A preliminary National Transportation Safety Board report found that crew members had no indication the train was in trouble until an alarm indicating an overheated axle sounded just before it went off the tracks.
In response to the NTSB report, Norfolk Southern said it would “need to learn as much as we can from this event” and “develop practices and invest in technologies that could help prevent an incident like this in the future.”
U.S. Transportation Secretary Pete Buttigieg, who visited the derailment site, warned Norfolk Southern to come through on its promises to clean up the site, and said he would “hold them accountable and the other railroad companies accountable for their safety record.”
Trains seen as crucial economic tool
When derailments like these occur, a swarm of agencies descend upon the scene. Locally, one of those is Virginia’s Department of Emergency Management. Tom Jordan, chief of the department’s Hazards Branch, said derailments often are minor issues.
“Most are simple situations quickly handled by the affected railroad and their on-call response contractors,” Jordan said.
State officials have labeled Virginia a train-loving state that can welcome the world through ports in Hampton Roads, and then send goods on their way across the country by rail.
Officials also view locomotives as a sustainable solution to pandemic-related logistics problems, such as trucker shortages and backed-up ports.
Last December, one of the state agencies in charge of Virginia’s rails pitched a four-year plan to lay down more track, both for freight and passenger trains. The plan also says companies like CSX invest millions in keeping the track safe.

Records from a data source
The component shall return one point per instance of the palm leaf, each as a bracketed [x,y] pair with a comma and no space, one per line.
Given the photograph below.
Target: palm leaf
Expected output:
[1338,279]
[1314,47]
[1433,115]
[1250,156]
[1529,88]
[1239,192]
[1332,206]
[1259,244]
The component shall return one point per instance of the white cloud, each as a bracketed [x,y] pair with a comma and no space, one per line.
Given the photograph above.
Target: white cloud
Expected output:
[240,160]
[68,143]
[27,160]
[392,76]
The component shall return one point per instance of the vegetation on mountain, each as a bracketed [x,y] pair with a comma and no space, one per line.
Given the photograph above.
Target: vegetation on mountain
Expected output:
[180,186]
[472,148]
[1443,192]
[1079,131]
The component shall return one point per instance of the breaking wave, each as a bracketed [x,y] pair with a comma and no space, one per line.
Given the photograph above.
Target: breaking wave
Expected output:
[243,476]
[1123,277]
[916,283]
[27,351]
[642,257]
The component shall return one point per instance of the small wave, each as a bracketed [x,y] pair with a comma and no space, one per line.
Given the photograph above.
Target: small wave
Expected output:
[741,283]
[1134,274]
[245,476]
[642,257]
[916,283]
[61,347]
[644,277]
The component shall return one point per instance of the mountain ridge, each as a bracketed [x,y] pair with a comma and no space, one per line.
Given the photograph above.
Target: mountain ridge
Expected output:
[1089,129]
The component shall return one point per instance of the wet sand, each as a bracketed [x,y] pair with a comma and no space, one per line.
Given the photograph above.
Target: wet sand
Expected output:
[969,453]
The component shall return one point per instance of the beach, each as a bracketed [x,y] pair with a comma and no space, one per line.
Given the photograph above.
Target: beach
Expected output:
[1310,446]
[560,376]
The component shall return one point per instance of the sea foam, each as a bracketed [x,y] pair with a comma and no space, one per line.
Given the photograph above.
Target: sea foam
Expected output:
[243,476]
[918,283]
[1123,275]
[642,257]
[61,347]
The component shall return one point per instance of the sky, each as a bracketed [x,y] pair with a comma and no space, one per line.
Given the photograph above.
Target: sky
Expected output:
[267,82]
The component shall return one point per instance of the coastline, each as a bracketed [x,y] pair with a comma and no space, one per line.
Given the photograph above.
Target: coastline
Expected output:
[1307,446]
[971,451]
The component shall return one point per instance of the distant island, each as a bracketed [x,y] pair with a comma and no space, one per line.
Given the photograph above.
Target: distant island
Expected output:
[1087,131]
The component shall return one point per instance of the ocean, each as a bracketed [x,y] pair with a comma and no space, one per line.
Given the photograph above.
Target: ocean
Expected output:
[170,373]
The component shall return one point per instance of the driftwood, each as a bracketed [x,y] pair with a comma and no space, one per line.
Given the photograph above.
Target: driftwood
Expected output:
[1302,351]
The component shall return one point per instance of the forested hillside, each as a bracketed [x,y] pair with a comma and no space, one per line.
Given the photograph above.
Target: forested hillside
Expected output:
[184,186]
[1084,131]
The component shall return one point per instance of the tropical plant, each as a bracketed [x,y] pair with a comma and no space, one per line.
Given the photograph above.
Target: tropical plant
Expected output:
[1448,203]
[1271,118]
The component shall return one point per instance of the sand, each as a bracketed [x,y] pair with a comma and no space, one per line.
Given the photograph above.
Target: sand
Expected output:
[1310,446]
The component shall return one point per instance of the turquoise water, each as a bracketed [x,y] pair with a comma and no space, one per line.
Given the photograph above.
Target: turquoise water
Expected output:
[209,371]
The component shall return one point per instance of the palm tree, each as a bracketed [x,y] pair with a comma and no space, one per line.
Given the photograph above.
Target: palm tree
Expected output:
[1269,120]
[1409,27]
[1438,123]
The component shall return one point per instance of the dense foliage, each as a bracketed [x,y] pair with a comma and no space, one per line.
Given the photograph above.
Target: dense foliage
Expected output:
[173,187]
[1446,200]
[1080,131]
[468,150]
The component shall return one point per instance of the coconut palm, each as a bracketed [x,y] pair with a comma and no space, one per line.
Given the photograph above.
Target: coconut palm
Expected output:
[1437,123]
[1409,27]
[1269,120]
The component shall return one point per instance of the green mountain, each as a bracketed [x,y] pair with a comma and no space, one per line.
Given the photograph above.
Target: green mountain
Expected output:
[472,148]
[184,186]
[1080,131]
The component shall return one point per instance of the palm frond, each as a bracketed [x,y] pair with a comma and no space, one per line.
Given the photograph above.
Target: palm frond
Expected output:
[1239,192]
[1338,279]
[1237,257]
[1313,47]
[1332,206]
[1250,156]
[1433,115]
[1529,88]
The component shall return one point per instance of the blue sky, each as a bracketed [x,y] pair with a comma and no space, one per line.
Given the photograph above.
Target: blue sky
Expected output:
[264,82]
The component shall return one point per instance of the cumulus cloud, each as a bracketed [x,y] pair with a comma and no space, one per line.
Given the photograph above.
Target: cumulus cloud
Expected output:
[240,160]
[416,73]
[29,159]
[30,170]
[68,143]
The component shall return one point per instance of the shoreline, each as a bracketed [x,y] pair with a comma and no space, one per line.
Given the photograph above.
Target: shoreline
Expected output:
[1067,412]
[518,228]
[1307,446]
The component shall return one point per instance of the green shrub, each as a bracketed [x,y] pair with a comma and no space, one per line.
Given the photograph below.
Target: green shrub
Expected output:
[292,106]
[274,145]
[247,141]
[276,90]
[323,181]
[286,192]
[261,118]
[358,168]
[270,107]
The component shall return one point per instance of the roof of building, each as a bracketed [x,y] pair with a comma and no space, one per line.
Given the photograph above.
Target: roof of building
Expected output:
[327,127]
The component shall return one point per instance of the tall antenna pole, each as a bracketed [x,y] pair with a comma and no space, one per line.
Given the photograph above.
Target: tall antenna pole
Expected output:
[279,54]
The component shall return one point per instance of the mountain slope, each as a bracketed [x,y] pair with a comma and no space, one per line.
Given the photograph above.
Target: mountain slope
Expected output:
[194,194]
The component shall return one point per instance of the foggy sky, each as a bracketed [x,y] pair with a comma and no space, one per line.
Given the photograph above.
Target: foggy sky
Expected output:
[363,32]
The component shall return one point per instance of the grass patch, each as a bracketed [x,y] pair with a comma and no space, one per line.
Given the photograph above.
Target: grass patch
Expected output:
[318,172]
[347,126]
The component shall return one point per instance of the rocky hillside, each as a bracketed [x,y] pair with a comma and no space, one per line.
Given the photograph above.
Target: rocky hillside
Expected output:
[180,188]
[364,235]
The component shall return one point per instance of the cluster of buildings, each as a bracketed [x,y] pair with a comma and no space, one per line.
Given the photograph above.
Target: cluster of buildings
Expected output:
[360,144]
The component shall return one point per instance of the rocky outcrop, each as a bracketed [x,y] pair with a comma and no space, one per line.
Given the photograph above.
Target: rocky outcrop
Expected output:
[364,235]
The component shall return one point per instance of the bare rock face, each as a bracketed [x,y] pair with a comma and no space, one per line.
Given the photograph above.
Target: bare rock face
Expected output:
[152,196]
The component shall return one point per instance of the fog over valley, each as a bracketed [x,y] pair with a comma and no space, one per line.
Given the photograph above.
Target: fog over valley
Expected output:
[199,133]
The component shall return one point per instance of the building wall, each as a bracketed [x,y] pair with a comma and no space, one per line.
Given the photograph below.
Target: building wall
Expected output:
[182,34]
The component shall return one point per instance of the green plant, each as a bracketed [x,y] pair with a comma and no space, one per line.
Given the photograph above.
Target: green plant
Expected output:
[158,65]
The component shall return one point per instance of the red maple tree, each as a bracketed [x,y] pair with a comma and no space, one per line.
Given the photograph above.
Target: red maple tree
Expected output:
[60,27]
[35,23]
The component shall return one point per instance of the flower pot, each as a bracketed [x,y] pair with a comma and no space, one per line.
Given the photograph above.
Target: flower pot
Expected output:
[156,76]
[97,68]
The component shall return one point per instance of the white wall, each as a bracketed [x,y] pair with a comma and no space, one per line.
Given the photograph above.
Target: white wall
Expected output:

> [The problem]:
Carry on the article about train derailments and Virginia's rail system, picking up right after its final sentence.

> [Response area]:
But there has been less action toward regulating the railroads. By and large, cleanups are left to the federal agencies, who have more enforcement muscle, and to the railroads themselves, who use their own cleanup crews in the aftermath of a spill.
This session, Newport News Democrat Del. Shelly Simonds pitched a bill with a number of safety regulations, including one that would cap the length of train cars. Longer train cars derail more easily.
“They are transporting dangerous and toxic chemicals on the rails, going through our towns and our cities every day. They must stop fighting us when it comes to safety,” Simonds said.
However, the bill failed along party lines, in spite of testimony from a rail union and an organization that represents firefighters.
‘At any given moment’
In Virginia, a number of train tracks run through main cities — Roanoke, Richmond and Lynchburg, to name a few. In Richmond, Main Street Station looms over Shockoe Bottom, where a derailing incident could have significant consequences for the city’s downtown.
And several rail lines run along the James River, raising environmental concerns. In 2014, the Environmental Protection Agency worried oil from the Lynchburg fire would run downstream to Richmond. A later report by the Virginia Department of Environmental Quality said the threat to Richmond’s water was minimal.
In a statement, a representative for CSX said the hazmat derailment rate has declined 55% since 2012, and that less than 1% of accidents result in a hazmat release.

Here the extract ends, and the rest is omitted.